_The problem_
Beginning with the first line, please repeat the entries exactly and end on the line that contains "164L464 171L469 155L387".

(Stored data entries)
================

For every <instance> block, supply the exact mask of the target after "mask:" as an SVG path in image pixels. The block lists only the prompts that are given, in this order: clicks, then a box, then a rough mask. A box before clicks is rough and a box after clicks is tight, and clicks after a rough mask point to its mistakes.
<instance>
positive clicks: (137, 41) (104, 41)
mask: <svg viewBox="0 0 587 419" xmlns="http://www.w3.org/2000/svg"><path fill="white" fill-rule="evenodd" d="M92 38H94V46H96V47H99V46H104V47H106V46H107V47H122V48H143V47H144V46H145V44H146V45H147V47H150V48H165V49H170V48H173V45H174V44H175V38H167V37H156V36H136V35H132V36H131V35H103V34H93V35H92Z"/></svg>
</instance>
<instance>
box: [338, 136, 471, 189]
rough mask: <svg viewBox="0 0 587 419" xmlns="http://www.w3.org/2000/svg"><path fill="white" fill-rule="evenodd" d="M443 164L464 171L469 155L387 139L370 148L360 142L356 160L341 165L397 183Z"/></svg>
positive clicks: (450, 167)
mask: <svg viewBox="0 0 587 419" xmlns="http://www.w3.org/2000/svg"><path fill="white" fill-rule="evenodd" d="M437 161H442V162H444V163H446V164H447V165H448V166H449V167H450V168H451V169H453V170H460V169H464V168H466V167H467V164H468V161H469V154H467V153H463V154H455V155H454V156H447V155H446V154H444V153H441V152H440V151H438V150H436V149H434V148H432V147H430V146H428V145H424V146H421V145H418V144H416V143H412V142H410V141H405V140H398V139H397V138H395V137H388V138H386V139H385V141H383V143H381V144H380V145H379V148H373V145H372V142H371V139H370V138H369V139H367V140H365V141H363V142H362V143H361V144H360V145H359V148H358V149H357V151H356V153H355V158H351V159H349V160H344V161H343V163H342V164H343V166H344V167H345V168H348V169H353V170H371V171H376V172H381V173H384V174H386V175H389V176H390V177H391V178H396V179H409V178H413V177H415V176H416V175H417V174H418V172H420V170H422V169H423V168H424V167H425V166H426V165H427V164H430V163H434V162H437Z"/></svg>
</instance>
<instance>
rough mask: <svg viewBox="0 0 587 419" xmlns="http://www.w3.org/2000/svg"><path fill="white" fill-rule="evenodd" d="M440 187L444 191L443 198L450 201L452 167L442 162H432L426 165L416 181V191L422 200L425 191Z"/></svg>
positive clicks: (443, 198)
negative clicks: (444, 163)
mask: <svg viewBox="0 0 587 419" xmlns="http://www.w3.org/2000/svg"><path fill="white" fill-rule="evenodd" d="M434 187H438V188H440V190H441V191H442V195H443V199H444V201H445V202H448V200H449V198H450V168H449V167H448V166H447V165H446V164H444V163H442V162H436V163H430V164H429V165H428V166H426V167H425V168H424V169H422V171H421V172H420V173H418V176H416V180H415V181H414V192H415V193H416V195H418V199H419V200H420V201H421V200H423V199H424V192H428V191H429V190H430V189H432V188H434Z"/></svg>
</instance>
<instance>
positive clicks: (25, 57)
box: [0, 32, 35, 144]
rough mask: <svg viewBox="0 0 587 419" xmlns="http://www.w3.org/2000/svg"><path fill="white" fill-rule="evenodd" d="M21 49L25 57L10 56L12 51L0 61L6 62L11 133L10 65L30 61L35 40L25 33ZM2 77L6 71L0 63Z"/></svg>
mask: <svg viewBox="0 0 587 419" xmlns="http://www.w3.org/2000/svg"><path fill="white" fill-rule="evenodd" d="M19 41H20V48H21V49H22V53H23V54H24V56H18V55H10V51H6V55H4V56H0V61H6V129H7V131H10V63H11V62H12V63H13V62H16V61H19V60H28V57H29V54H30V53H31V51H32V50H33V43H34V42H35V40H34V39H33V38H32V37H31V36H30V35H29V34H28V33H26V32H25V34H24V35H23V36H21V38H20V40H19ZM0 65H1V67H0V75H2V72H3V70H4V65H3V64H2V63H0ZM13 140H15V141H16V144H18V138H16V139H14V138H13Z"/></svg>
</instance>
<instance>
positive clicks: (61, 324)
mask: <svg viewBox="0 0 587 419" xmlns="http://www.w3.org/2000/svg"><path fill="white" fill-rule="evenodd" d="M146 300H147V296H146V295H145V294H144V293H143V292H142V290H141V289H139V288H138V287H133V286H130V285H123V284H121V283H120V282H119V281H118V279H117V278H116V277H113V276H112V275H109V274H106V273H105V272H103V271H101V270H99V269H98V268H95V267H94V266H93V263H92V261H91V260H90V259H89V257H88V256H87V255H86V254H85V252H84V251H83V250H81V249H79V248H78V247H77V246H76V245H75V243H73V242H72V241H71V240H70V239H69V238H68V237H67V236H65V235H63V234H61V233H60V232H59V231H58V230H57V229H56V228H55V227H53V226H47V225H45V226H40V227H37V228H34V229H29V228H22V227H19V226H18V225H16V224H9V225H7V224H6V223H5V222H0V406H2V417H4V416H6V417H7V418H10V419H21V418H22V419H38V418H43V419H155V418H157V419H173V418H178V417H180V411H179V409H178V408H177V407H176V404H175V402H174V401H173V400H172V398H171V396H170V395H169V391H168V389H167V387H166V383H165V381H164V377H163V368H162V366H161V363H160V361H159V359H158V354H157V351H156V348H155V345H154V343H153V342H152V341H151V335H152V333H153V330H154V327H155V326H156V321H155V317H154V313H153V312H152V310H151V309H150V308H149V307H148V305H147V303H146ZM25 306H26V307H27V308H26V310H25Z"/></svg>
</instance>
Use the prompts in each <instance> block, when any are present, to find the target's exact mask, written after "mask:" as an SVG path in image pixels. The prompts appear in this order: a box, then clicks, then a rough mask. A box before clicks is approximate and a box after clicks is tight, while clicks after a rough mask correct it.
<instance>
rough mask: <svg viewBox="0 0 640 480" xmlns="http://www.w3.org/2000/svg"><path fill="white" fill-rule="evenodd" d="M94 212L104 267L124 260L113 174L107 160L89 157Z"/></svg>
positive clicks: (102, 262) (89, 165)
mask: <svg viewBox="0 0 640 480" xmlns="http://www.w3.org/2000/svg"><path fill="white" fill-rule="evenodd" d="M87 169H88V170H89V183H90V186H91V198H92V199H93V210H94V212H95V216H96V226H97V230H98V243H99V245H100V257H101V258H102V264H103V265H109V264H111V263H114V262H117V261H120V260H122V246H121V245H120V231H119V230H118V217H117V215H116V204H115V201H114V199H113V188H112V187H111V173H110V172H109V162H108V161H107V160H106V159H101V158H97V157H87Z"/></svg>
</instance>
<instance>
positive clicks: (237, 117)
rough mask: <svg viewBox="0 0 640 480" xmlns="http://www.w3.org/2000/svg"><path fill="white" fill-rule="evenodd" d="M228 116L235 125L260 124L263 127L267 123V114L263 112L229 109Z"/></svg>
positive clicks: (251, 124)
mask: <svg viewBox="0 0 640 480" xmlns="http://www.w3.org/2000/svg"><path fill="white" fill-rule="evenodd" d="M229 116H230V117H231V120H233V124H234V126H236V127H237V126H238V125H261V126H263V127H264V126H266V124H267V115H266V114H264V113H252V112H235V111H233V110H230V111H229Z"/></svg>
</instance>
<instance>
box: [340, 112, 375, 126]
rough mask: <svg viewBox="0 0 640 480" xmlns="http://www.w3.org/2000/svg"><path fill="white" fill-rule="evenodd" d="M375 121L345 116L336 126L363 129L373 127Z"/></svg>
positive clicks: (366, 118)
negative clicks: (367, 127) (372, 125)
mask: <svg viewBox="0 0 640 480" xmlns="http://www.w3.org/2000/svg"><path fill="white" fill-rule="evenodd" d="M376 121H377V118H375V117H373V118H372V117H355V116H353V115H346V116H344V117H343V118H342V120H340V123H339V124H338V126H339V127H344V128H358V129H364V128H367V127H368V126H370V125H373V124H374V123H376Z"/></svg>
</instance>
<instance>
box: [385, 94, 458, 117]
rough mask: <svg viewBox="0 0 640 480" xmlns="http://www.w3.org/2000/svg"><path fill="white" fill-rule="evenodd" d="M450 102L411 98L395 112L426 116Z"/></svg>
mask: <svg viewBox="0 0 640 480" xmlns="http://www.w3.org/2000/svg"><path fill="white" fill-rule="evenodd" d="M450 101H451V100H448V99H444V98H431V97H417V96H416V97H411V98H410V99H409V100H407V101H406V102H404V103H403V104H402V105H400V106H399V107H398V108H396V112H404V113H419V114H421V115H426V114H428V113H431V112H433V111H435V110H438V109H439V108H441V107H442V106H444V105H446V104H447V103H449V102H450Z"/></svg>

================

_Response below_
For every <instance> block, supply the exact mask of the target after "mask:" as an SVG path in image pixels. The block lists only the prompts that are given, in this order: clicks, then a box, then a rough mask. A box before clicks is rough and a box after clicks is tight, and clicks after a rough mask point to its mistakes.
<instance>
positive clicks: (137, 41) (104, 41)
mask: <svg viewBox="0 0 587 419" xmlns="http://www.w3.org/2000/svg"><path fill="white" fill-rule="evenodd" d="M92 38H94V46H96V47H99V46H104V47H106V46H107V47H122V48H143V47H144V46H145V44H146V45H147V47H150V48H165V49H170V48H173V45H174V44H175V38H167V37H156V36H136V35H132V36H131V35H103V34H93V35H92Z"/></svg>
</instance>
<instance>
box: [338, 136, 471, 189]
rough mask: <svg viewBox="0 0 587 419" xmlns="http://www.w3.org/2000/svg"><path fill="white" fill-rule="evenodd" d="M443 164L464 171L469 155L387 139L370 148L360 142L356 160L341 165L397 183Z"/></svg>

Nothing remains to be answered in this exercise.